[Opening Given data section]

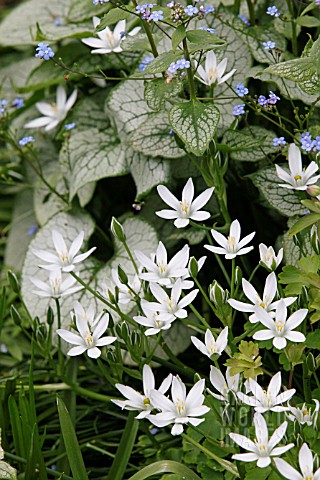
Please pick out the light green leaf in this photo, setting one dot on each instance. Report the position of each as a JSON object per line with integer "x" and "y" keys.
{"x": 296, "y": 247}
{"x": 113, "y": 16}
{"x": 305, "y": 70}
{"x": 178, "y": 35}
{"x": 195, "y": 123}
{"x": 159, "y": 90}
{"x": 146, "y": 172}
{"x": 18, "y": 28}
{"x": 285, "y": 201}
{"x": 69, "y": 224}
{"x": 308, "y": 21}
{"x": 162, "y": 62}
{"x": 90, "y": 156}
{"x": 153, "y": 138}
{"x": 249, "y": 144}
{"x": 23, "y": 219}
{"x": 82, "y": 10}
{"x": 127, "y": 107}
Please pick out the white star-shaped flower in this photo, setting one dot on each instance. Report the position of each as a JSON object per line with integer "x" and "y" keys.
{"x": 65, "y": 259}
{"x": 231, "y": 246}
{"x": 53, "y": 113}
{"x": 141, "y": 401}
{"x": 261, "y": 449}
{"x": 212, "y": 346}
{"x": 182, "y": 408}
{"x": 213, "y": 73}
{"x": 162, "y": 271}
{"x": 266, "y": 302}
{"x": 188, "y": 208}
{"x": 56, "y": 287}
{"x": 223, "y": 385}
{"x": 297, "y": 178}
{"x": 280, "y": 328}
{"x": 109, "y": 41}
{"x": 268, "y": 258}
{"x": 88, "y": 337}
{"x": 264, "y": 400}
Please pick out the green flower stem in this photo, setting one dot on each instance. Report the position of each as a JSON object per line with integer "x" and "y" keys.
{"x": 102, "y": 299}
{"x": 233, "y": 277}
{"x": 131, "y": 257}
{"x": 227, "y": 465}
{"x": 220, "y": 263}
{"x": 294, "y": 28}
{"x": 251, "y": 12}
{"x": 192, "y": 86}
{"x": 204, "y": 294}
{"x": 306, "y": 382}
{"x": 60, "y": 353}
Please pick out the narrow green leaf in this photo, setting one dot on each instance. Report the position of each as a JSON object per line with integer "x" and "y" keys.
{"x": 16, "y": 428}
{"x": 165, "y": 466}
{"x": 308, "y": 21}
{"x": 195, "y": 123}
{"x": 113, "y": 16}
{"x": 71, "y": 443}
{"x": 178, "y": 35}
{"x": 126, "y": 444}
{"x": 303, "y": 223}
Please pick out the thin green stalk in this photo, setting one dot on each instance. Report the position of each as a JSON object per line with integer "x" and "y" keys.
{"x": 60, "y": 353}
{"x": 192, "y": 86}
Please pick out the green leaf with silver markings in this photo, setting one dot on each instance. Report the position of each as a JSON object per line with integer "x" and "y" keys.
{"x": 195, "y": 123}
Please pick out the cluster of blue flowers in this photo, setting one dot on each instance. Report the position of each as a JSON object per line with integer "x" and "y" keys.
{"x": 206, "y": 29}
{"x": 279, "y": 142}
{"x": 241, "y": 90}
{"x": 178, "y": 65}
{"x": 309, "y": 144}
{"x": 269, "y": 45}
{"x": 44, "y": 51}
{"x": 144, "y": 62}
{"x": 25, "y": 140}
{"x": 238, "y": 109}
{"x": 273, "y": 11}
{"x": 16, "y": 103}
{"x": 272, "y": 100}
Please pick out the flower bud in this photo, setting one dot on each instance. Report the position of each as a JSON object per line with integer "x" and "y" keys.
{"x": 314, "y": 238}
{"x": 50, "y": 316}
{"x": 14, "y": 284}
{"x": 313, "y": 190}
{"x": 117, "y": 230}
{"x": 15, "y": 316}
{"x": 122, "y": 275}
{"x": 193, "y": 267}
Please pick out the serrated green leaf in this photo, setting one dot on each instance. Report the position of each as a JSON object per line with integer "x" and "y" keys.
{"x": 90, "y": 156}
{"x": 178, "y": 35}
{"x": 250, "y": 144}
{"x": 195, "y": 123}
{"x": 162, "y": 62}
{"x": 153, "y": 138}
{"x": 308, "y": 21}
{"x": 285, "y": 201}
{"x": 303, "y": 223}
{"x": 113, "y": 16}
{"x": 71, "y": 443}
{"x": 159, "y": 90}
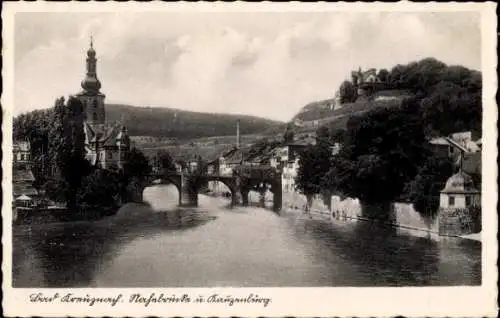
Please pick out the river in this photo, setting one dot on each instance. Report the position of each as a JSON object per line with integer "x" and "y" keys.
{"x": 161, "y": 245}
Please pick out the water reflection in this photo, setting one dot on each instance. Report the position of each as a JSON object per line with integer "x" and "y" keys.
{"x": 145, "y": 246}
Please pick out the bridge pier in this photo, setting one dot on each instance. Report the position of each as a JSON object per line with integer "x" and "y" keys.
{"x": 244, "y": 197}
{"x": 188, "y": 195}
{"x": 262, "y": 198}
{"x": 134, "y": 191}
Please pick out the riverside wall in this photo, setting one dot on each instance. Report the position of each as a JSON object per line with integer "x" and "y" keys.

[Closing Given data section]

**The task:** Retype each entry precisely. Skip images entirely.

**Task result:**
Please pick out the light green leaf in this photo, setting one dot on each instance. Report the position of each as a JSON object per line with integer "x" and "y" keys.
{"x": 296, "y": 247}
{"x": 113, "y": 16}
{"x": 305, "y": 70}
{"x": 178, "y": 35}
{"x": 195, "y": 123}
{"x": 159, "y": 90}
{"x": 146, "y": 172}
{"x": 18, "y": 28}
{"x": 285, "y": 201}
{"x": 69, "y": 224}
{"x": 308, "y": 21}
{"x": 162, "y": 62}
{"x": 90, "y": 156}
{"x": 153, "y": 138}
{"x": 249, "y": 144}
{"x": 23, "y": 219}
{"x": 82, "y": 10}
{"x": 127, "y": 107}
Please pick out the white star-shaped flower in this photo, setting one dot on each instance. Report the position of each as a JSON object per line with integer "x" and "y" keys.
{"x": 65, "y": 259}
{"x": 231, "y": 246}
{"x": 53, "y": 113}
{"x": 141, "y": 401}
{"x": 261, "y": 449}
{"x": 212, "y": 346}
{"x": 182, "y": 408}
{"x": 213, "y": 73}
{"x": 162, "y": 271}
{"x": 266, "y": 302}
{"x": 188, "y": 208}
{"x": 56, "y": 287}
{"x": 223, "y": 385}
{"x": 297, "y": 178}
{"x": 280, "y": 328}
{"x": 109, "y": 41}
{"x": 268, "y": 258}
{"x": 88, "y": 337}
{"x": 264, "y": 400}
Please pick out the green flower stem in this photo, setting one dot on each instance. Report the position of each as a JSON object per line with integer "x" and "y" keys.
{"x": 102, "y": 299}
{"x": 233, "y": 277}
{"x": 131, "y": 257}
{"x": 227, "y": 465}
{"x": 220, "y": 263}
{"x": 294, "y": 28}
{"x": 251, "y": 12}
{"x": 192, "y": 86}
{"x": 204, "y": 294}
{"x": 306, "y": 382}
{"x": 60, "y": 353}
Please pick out the narrow green leaf in this photo, setting one dot on each instance. Report the position of each as a JSON object per line with integer "x" and "y" keys.
{"x": 16, "y": 428}
{"x": 165, "y": 466}
{"x": 308, "y": 21}
{"x": 195, "y": 123}
{"x": 113, "y": 16}
{"x": 71, "y": 443}
{"x": 178, "y": 35}
{"x": 126, "y": 444}
{"x": 303, "y": 223}
Please pick out the thin green stalk in this photo, setting one dot on each instance. Report the position of each as a JSON object per line with integer "x" and "y" keys.
{"x": 60, "y": 353}
{"x": 192, "y": 86}
Please pick out the green leaf with silver markings in this photo, setting one dot on each instance. Report the position of each as a JSON object per line with integer "x" and "y" keys.
{"x": 195, "y": 123}
Please pick out the cluster of blue flowers in this photo, setting one dot on each instance. Report the position of each as a JSON object per line with integer "x" and "y" keys.
{"x": 206, "y": 29}
{"x": 279, "y": 142}
{"x": 241, "y": 90}
{"x": 178, "y": 65}
{"x": 309, "y": 144}
{"x": 269, "y": 45}
{"x": 44, "y": 51}
{"x": 144, "y": 62}
{"x": 25, "y": 140}
{"x": 238, "y": 109}
{"x": 273, "y": 11}
{"x": 16, "y": 103}
{"x": 272, "y": 100}
Please pick out the flower bud in this photo, setting one dot on each instance. Report the position of each as a JSON object per line with integer "x" and "y" keys.
{"x": 314, "y": 238}
{"x": 50, "y": 316}
{"x": 14, "y": 284}
{"x": 313, "y": 190}
{"x": 117, "y": 230}
{"x": 15, "y": 316}
{"x": 122, "y": 275}
{"x": 193, "y": 267}
Please pick out the serrated green leaf in this photo, setting one dot on each instance. Report the position of each as a JSON object per line with integer "x" and "y" keys.
{"x": 90, "y": 156}
{"x": 178, "y": 35}
{"x": 250, "y": 144}
{"x": 195, "y": 123}
{"x": 162, "y": 62}
{"x": 153, "y": 138}
{"x": 308, "y": 21}
{"x": 285, "y": 201}
{"x": 303, "y": 223}
{"x": 113, "y": 16}
{"x": 71, "y": 443}
{"x": 159, "y": 90}
Please pick out the river in this photo, setting one dot on each instance. Report the position of each as a JSON object per line with integer "x" and "y" keys.
{"x": 161, "y": 245}
Please pick out the water reflection in this photo, setting one dot on each instance. Report the position of each as a JSON object per line with integer "x" and "y" keys.
{"x": 145, "y": 246}
Please pick out the bridge pier in this photo, setting one dot on each instance. Report the position of each as a JSON object per line with integer "x" and "y" keys.
{"x": 244, "y": 197}
{"x": 188, "y": 195}
{"x": 262, "y": 198}
{"x": 134, "y": 191}
Please pick out the riverside wall in this photo, setting one dot on each instance. Report the position of each as a JSON object per line with integer "x" and "y" keys.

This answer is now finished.